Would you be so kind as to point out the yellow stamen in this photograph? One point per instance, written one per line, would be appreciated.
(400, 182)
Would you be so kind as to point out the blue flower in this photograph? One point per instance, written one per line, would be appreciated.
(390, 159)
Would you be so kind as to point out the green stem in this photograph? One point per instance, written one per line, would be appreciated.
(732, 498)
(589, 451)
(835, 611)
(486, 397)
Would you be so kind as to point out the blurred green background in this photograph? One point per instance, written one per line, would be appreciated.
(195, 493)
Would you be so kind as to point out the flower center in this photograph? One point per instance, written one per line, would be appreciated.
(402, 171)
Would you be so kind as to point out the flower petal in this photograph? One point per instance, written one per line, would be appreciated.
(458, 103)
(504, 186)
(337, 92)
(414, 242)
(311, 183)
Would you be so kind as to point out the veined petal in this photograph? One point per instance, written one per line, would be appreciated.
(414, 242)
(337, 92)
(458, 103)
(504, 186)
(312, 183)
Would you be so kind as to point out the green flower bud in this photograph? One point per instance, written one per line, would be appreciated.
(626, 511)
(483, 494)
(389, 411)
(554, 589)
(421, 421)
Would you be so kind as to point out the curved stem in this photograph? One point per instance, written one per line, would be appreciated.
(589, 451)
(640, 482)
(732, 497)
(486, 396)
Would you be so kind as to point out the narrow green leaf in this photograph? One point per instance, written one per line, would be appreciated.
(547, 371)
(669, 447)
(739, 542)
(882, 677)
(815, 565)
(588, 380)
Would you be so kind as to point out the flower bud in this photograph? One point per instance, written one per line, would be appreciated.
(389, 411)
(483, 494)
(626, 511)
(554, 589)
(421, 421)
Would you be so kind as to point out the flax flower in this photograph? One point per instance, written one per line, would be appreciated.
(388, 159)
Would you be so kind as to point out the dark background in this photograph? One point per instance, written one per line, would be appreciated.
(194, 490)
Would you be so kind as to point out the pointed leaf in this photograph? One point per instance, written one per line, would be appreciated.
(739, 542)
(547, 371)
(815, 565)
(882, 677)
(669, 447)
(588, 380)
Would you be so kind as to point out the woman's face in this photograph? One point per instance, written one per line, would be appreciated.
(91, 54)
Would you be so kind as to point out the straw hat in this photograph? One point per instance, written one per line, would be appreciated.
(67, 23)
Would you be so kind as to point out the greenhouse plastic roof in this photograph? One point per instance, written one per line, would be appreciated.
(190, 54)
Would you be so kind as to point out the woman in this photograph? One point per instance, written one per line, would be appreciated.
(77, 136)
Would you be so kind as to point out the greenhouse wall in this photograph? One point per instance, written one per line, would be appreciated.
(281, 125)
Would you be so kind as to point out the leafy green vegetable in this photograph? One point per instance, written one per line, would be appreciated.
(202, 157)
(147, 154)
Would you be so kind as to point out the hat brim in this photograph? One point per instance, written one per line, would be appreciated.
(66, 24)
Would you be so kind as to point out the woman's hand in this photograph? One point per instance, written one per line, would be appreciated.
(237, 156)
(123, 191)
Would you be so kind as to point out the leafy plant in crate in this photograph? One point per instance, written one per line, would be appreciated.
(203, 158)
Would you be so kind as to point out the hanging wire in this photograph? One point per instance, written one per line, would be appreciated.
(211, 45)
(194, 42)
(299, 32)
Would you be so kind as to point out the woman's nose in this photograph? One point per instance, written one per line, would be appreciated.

○ ○ ○

▶ THE TASK:
Would you restate the entries word for word, omitting none?

▶ ANSWER SPACE:
Would you be so kind as to point out the yellow stamen in this photograph? One point per instance, written one per line, would be appreciated.
(400, 182)
Would you be so kind as to point out the blue flower in this photograph? One point per instance, written one per line, would be appreciated.
(390, 159)
Would you be so kind as to point out the green stem in this photograph? One point per instance, written one per line, would be appreciated.
(732, 498)
(589, 451)
(835, 611)
(486, 397)
Would you be so kind as to point out the blurred green background in this photograph? One point per instance, written one per line, would be appreciated.
(195, 493)
Would you be so kind as to point out the flower center in this photograph? One point per instance, written one per line, would be appreciated.
(402, 171)
Would you be so kind as to point out the flower petal in this photograph? One point per instance, written one per line, would be appreciated.
(458, 103)
(504, 186)
(337, 92)
(414, 242)
(311, 183)
Would you be so kind as to point out the veined petal in this photograph? One point per instance, written one per line, would be appreciated.
(414, 242)
(337, 92)
(458, 103)
(504, 186)
(312, 183)
Would you be so kind as to point out the green flower bud in this photograph? One point per instance, written one per line, would be appreciated.
(626, 511)
(483, 494)
(389, 411)
(554, 589)
(421, 421)
Would you be so kind as to point out the curved stem in this photograph? One point per instance, written one per line, would be appreciated.
(589, 451)
(640, 482)
(732, 497)
(486, 396)
Would you be so kind as to point out the narrow green leaf in this photograph? One point per instance, written one per line, would be appreciated.
(547, 371)
(669, 447)
(739, 542)
(882, 677)
(815, 565)
(588, 380)
Would you be so kind as to point out the flower bud in this photograph? One point per instance, written one per line, would be appreciated.
(389, 411)
(483, 494)
(626, 511)
(554, 589)
(421, 421)
Would you be so kind as to point out the flax flower in this photograph? One point per instance, written one per line, would be appreciated.
(388, 159)
Would you be so kind as to point out the dark background in this photograph? One point per instance, written one per line, would be appreciated.
(194, 490)
Would you be so kind as to point out the pointed leaf in this photograph? One point per instance, written one per line, would be appreciated.
(739, 542)
(547, 371)
(815, 565)
(882, 677)
(669, 447)
(588, 380)
Would you be so kind as to point out the woman's face in this photograph? One point per instance, written one per line, would be appreciated.
(91, 54)
Would you be so kind as to point out the straw hat in this photograph? One point per instance, written one per line, would be appreciated.
(67, 23)
Would you be so kind as to point out the greenhouse plastic roof in this photograph? One point per instance, written one per line, would be appreciated.
(190, 54)
Would you be so kind as to point out the woman in this photograph? One point per instance, written one per line, would be appreciated.
(77, 136)
Would you be so kind as to point out the greenhouse wall in this photograph? One point per instance, written one per line, would be appreciated.
(281, 125)
Would you be so kind as to point out the leafy green vegetable in this photograph? One point per instance, written one per line, would be appreciated.
(202, 157)
(147, 154)
Would you be so kind as to point out the hat brim in this photograph? One point per instance, written one per line, would be appreciated.
(66, 24)
Would you be so kind as to point out the woman's hand in this photograph? One point per instance, written one per line, would be appreciated.
(237, 156)
(123, 191)
Would you be so kind as to point out the leafy plant in crate in this photograph? One point per instance, written one per line, would be appreciated.
(203, 158)
Would you be so kind as to point out the hanging wire in this photograph? One point per instance, written one per line, would be appreciated.
(211, 45)
(194, 42)
(299, 32)
Would you be so kind as to point out the woman's nose in this photograph? One point per instance, written one per line, would be appreciated.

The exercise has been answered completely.